- _DATASET RECORDS_
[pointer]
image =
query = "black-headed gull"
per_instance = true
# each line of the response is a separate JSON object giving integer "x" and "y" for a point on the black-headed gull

- _EXERCISE INSTRUCTIONS_
All of the lines above must be returned exactly as they stand.

- _SOLUTION TO THIS TASK_
[pointer]
image =
query = "black-headed gull"
per_instance = true
# each line of the response is a separate JSON object giving integer "x" and "y" for a point on the black-headed gull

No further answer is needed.